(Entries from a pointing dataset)
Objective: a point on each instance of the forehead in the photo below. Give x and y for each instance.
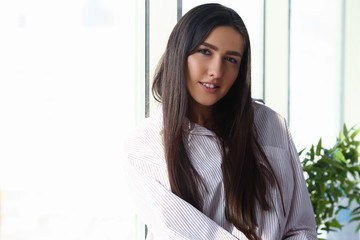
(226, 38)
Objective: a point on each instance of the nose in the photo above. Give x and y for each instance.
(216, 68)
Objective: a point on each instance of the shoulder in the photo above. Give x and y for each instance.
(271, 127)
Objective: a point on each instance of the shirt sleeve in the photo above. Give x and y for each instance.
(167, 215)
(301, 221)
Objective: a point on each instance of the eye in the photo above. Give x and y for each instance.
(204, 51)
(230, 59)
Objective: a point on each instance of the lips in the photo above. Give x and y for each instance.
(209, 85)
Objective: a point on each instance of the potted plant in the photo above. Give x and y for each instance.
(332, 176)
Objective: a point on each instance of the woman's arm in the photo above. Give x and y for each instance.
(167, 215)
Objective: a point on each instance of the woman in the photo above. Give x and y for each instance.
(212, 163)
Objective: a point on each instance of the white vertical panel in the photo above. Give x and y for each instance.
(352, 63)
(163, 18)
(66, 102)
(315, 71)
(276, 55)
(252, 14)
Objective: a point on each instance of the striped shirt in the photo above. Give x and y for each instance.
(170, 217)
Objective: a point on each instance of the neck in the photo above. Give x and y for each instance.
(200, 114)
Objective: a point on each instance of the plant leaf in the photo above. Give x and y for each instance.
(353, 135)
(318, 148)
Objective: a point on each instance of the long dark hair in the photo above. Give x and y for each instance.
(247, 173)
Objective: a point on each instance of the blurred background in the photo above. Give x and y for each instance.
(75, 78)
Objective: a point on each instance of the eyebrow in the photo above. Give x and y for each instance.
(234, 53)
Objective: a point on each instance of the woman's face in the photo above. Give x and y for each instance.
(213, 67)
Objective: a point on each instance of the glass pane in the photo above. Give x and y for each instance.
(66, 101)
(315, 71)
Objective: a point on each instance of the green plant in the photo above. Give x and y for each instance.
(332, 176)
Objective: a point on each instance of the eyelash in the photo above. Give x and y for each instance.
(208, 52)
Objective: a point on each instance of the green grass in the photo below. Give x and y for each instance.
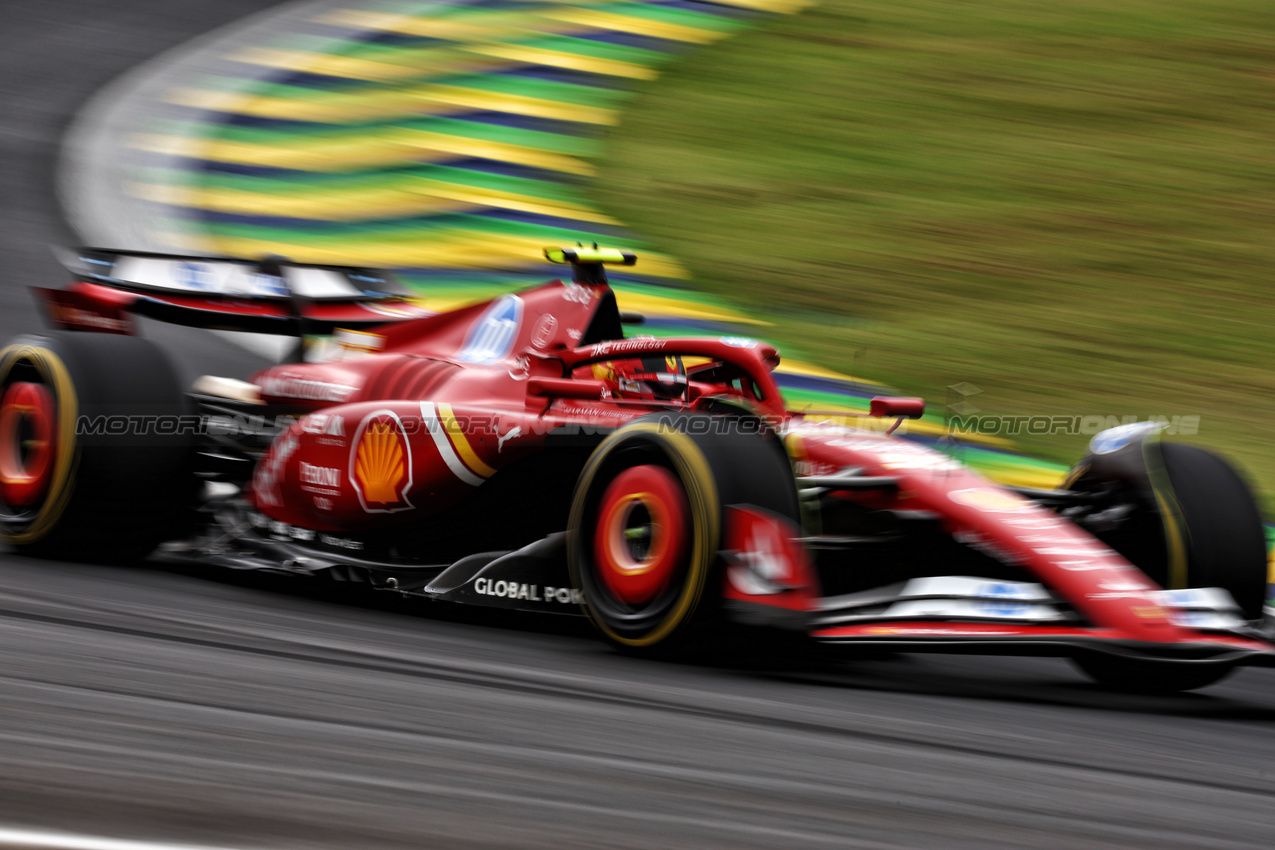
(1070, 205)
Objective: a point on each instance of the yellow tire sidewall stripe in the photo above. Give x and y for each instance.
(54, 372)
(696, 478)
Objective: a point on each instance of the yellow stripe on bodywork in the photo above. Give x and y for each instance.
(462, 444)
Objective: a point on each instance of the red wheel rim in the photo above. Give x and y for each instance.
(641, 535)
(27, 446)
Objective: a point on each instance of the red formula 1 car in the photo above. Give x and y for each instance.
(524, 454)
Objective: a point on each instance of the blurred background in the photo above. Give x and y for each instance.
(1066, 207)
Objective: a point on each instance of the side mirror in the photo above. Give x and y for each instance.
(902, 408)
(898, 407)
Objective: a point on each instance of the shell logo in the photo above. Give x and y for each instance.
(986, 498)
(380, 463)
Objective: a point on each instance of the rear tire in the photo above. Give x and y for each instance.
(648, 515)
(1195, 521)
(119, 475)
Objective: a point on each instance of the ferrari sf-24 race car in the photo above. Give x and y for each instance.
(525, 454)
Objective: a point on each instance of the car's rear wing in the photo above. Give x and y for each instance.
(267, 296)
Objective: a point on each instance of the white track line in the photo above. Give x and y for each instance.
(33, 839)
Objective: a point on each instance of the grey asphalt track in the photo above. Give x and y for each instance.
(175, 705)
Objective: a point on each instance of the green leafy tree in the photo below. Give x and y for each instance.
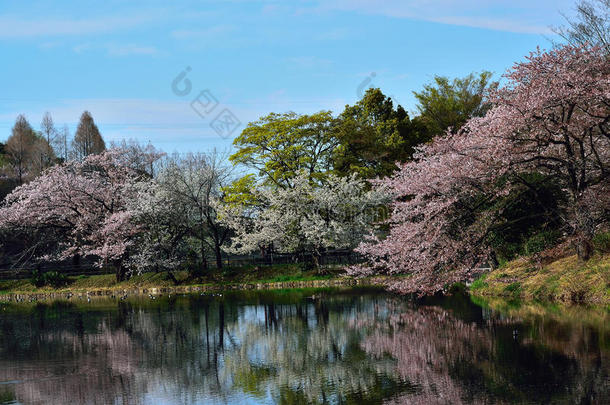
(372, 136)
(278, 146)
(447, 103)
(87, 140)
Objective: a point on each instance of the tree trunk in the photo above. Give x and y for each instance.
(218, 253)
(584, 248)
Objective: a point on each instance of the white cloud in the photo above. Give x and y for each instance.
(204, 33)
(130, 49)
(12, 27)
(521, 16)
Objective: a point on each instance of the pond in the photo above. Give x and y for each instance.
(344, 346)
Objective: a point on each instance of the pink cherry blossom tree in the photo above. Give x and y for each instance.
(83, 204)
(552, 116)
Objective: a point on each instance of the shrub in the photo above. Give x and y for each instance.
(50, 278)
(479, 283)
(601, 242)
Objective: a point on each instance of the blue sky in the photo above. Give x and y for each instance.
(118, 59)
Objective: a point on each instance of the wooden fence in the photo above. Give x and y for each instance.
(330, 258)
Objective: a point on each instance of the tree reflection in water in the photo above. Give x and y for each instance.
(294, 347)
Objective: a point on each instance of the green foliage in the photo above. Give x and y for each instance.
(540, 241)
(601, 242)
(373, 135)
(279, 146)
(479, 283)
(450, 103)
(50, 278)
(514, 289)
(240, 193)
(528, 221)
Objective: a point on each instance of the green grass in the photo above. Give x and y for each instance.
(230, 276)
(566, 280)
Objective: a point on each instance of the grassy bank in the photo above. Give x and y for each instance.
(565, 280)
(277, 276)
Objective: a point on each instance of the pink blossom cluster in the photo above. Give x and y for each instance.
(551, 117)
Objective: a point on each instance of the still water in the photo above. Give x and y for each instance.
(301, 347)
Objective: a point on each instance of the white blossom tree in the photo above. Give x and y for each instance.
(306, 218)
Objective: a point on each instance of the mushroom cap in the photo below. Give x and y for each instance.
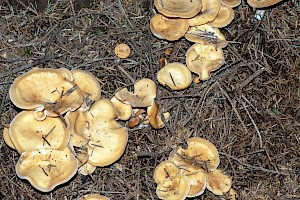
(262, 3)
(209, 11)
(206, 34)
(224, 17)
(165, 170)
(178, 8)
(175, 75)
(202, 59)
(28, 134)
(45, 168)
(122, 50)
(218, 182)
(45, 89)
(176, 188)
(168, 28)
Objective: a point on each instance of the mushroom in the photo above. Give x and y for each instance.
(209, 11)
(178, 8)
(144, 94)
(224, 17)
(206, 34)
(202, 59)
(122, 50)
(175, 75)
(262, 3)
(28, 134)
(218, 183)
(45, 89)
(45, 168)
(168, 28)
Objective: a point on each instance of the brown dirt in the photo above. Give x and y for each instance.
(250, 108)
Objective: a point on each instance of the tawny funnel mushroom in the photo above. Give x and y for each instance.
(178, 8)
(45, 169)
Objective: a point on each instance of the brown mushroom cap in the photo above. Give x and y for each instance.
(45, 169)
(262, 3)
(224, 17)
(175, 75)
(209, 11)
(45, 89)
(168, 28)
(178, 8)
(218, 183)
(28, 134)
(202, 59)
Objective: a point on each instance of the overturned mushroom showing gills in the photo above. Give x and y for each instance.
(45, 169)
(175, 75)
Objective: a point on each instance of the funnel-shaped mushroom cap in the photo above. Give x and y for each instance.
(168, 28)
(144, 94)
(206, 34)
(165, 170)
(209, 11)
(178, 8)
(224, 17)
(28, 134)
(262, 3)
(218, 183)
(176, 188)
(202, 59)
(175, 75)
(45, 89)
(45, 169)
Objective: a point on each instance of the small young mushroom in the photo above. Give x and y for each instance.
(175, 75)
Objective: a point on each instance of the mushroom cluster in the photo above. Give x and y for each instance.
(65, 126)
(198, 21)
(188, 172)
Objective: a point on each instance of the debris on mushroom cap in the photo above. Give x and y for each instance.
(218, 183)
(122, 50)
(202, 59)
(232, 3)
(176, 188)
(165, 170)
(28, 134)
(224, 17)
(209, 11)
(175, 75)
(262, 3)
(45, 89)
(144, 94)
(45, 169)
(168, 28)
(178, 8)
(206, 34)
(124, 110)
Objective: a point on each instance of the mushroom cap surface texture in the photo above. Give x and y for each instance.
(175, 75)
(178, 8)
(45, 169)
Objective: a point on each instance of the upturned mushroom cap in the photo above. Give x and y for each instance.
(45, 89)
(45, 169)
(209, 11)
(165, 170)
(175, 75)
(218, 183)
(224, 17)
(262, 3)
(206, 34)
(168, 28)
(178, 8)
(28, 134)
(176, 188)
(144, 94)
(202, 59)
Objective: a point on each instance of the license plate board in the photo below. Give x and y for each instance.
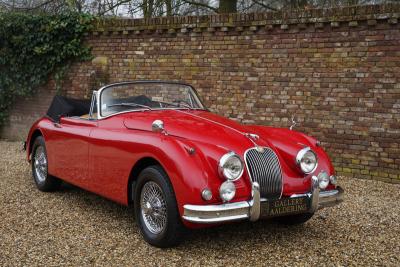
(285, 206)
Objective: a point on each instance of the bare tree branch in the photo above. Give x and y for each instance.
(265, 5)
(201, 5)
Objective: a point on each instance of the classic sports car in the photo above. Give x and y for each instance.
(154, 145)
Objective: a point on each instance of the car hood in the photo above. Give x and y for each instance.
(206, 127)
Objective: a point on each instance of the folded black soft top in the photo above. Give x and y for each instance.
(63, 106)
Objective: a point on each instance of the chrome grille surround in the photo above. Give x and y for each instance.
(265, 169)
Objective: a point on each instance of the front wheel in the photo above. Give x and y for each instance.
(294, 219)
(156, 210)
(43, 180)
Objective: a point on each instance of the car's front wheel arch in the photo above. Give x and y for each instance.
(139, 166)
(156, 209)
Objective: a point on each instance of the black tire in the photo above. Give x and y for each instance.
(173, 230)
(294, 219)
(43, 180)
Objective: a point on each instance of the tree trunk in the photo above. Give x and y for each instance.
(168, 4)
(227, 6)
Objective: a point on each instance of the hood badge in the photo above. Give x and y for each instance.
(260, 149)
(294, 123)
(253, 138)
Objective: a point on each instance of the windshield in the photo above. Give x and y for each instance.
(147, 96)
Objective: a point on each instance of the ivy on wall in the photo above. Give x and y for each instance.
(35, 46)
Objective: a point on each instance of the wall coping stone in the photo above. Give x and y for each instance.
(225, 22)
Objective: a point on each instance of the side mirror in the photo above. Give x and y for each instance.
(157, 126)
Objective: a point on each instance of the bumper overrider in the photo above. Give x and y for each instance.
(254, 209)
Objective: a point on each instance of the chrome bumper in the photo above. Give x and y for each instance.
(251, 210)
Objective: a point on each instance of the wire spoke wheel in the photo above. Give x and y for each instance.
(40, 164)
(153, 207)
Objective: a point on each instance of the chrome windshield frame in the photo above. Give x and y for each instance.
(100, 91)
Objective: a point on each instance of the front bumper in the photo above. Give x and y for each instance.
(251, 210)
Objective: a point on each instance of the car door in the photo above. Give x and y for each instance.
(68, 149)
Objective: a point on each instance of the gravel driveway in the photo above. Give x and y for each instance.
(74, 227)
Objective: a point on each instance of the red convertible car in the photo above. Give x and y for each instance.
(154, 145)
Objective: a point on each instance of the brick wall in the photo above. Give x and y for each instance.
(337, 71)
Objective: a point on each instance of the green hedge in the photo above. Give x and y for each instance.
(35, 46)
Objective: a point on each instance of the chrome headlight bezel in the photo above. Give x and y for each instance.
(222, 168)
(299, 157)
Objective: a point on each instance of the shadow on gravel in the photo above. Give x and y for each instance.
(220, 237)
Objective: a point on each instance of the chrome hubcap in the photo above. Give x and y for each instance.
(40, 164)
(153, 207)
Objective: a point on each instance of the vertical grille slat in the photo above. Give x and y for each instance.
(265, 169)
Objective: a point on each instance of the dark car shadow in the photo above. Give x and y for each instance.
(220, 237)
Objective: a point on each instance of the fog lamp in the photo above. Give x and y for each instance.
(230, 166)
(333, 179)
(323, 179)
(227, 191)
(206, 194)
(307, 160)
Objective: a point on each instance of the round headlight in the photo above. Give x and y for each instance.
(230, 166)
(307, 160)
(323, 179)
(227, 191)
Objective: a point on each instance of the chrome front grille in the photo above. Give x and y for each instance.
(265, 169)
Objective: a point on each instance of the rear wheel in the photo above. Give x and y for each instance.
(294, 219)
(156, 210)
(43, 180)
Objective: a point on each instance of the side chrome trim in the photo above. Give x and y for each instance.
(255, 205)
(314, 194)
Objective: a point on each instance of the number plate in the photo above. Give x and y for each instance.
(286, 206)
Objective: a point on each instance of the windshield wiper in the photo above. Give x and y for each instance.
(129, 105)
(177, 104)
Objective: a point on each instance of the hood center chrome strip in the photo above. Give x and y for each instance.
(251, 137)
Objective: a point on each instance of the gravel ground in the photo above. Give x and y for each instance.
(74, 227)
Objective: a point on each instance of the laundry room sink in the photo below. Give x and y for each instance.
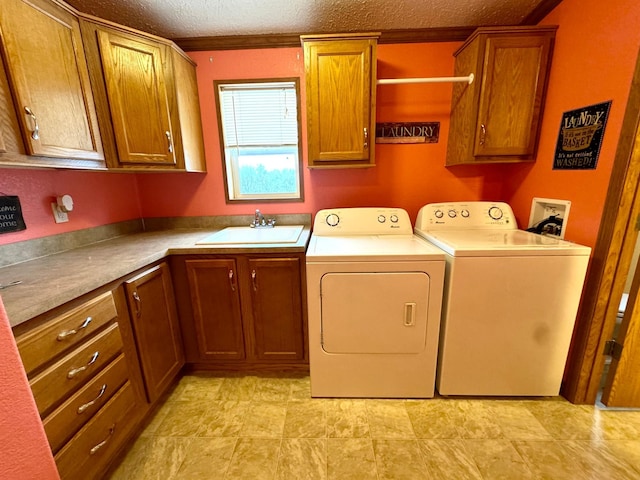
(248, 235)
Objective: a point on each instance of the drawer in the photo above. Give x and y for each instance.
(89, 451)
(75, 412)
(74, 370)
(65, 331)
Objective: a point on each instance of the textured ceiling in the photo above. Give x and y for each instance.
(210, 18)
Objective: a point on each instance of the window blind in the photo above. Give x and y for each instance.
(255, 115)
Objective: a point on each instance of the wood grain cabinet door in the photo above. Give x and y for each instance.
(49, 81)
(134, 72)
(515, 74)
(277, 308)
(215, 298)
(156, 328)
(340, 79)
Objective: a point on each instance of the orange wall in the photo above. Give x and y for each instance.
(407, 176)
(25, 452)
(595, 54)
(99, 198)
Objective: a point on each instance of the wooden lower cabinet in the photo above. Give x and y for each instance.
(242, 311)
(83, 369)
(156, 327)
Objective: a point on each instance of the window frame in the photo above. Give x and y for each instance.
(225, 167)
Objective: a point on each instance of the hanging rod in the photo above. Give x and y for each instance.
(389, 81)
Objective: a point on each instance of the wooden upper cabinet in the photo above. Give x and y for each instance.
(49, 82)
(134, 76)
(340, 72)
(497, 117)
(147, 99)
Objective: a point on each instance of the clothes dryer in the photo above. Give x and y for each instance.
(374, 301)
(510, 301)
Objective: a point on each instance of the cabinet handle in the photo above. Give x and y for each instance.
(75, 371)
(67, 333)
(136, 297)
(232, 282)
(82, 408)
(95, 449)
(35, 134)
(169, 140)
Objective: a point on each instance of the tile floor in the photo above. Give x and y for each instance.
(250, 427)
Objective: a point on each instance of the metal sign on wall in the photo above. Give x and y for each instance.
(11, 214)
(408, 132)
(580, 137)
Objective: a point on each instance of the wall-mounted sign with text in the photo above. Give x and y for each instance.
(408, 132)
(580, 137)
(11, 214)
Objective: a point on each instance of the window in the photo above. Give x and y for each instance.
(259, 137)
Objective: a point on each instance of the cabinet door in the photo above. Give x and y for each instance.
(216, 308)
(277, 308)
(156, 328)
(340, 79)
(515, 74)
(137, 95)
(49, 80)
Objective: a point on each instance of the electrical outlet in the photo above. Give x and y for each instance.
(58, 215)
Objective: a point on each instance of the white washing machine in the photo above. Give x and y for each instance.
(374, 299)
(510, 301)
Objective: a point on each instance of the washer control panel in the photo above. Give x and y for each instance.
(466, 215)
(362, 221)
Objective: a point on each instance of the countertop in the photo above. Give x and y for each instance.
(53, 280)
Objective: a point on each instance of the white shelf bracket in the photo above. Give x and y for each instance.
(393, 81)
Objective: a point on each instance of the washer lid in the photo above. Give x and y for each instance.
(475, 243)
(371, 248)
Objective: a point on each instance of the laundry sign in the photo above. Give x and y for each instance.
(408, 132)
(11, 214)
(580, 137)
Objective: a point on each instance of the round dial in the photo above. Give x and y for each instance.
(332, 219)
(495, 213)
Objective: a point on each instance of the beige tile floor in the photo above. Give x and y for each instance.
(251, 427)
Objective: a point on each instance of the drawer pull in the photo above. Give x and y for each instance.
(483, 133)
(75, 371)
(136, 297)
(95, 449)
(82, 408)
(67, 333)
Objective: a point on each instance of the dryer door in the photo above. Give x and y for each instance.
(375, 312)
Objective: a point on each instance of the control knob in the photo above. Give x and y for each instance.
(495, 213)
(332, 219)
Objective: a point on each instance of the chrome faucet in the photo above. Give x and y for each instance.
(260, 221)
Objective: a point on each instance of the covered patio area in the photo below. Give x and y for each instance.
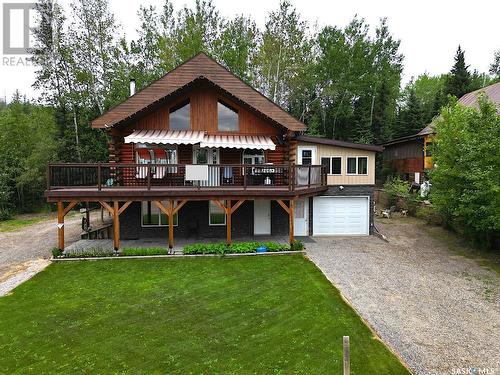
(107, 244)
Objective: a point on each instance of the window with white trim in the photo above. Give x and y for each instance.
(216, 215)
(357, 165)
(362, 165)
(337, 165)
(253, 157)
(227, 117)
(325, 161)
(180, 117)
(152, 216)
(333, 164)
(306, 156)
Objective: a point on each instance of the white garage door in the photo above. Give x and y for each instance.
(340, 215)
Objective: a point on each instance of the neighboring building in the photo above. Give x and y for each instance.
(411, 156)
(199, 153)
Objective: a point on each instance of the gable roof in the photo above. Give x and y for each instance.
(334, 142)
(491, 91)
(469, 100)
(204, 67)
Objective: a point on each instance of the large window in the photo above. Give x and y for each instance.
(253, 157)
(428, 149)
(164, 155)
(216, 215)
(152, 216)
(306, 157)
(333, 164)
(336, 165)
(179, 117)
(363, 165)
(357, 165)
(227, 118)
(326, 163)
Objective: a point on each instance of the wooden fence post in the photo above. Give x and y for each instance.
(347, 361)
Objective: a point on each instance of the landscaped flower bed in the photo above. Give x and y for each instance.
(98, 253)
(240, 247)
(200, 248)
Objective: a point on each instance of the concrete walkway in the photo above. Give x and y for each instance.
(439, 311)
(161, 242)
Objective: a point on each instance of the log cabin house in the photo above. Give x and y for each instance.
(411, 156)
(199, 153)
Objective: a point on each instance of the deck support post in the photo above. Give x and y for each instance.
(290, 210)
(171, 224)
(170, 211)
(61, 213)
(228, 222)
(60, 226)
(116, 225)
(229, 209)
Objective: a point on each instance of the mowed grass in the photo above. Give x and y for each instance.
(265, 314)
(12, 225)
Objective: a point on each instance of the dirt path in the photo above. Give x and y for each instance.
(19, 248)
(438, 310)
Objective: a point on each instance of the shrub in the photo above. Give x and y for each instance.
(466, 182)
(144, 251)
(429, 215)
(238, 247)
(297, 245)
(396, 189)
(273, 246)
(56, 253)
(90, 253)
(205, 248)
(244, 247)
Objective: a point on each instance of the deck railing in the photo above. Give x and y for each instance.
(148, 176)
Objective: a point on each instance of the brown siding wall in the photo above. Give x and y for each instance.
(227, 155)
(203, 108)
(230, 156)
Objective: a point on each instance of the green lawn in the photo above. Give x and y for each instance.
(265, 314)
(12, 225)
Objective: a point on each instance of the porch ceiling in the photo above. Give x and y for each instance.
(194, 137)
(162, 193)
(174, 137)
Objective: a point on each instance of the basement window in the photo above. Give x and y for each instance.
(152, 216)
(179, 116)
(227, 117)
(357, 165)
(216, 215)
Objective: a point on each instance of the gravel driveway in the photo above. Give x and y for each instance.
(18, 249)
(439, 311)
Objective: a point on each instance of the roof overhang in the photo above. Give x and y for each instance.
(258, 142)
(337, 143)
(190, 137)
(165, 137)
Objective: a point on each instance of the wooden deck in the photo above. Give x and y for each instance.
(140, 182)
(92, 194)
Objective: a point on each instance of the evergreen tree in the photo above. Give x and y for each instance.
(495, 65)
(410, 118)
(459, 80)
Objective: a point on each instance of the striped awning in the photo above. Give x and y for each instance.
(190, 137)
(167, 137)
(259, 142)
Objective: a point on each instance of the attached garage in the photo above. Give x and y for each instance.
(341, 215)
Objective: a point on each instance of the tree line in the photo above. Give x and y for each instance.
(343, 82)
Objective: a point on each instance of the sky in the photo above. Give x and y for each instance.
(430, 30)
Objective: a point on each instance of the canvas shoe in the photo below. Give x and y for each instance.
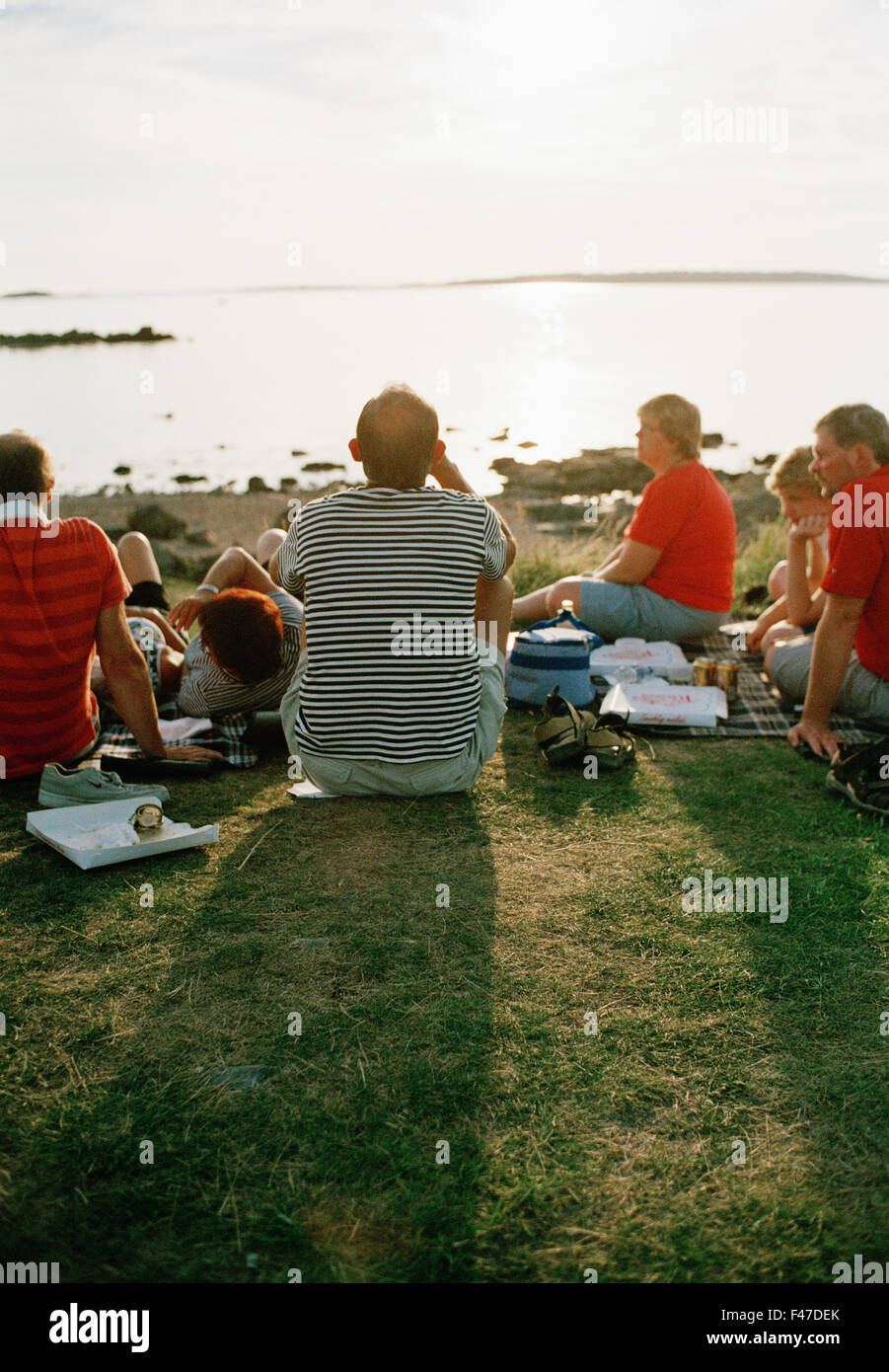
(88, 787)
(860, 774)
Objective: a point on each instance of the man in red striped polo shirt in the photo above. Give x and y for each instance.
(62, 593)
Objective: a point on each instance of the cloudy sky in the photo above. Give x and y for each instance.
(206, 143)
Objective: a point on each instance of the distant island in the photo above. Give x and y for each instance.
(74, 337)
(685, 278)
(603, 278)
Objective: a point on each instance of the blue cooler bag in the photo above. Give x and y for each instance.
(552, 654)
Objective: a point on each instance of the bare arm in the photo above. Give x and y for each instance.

# GIVEN REQUEST:
Set down, word for word, only the lines running from the line with "Objective: a point on each instance of the man" to the last line of the listing above. Both of those lines belong in your answer.

# COMPLETED TASK:
Objective: a point on each instance of the man in red striped polo shirt in the photo above. Give x and y for each instance.
(62, 593)
Objective: a point on each instance of the cloudy sky in the photo above. Give x and y for each instance.
(206, 143)
Objective: a point on each instance of the distant island in the photo above. Give x and y for each instance.
(74, 337)
(685, 278)
(603, 278)
Objective: a point on each instance of the blue cooler bag in the photo above. Give x and y for each instance.
(552, 654)
Objective: a point on each instance of the bare arm in the photo above. Give x and y for each instance.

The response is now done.